Transcribe the data below word for word, omitting the pictures.

▼▼▼

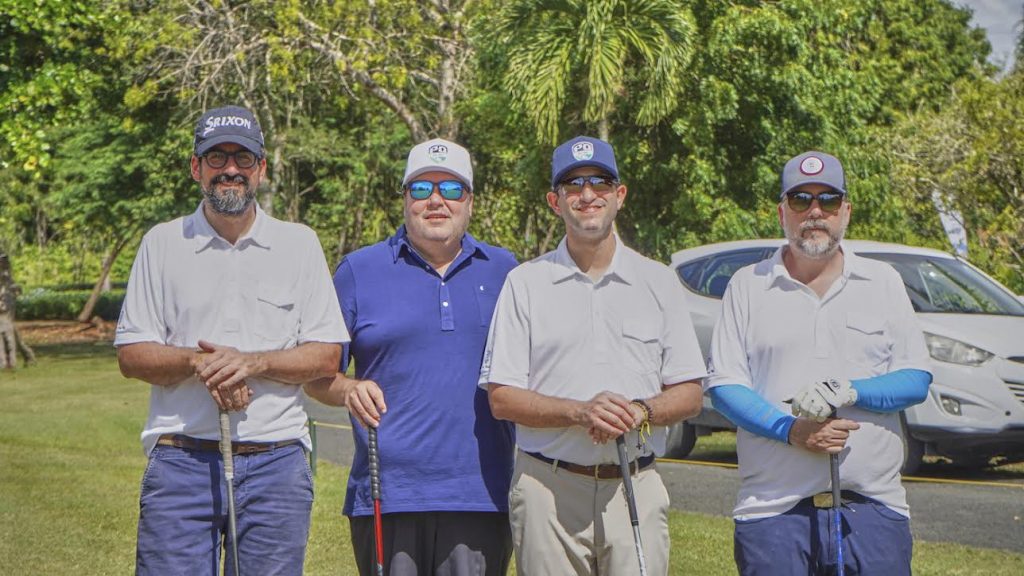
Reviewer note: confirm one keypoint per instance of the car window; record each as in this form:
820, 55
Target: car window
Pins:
945, 285
710, 276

▲▲▲

■ **SOLUTION TO THIS PROBLEM**:
Reviewer note: confirm one keypoint per instance of the car window; record each as in this form:
820, 55
Target: car window
Pins:
945, 285
710, 276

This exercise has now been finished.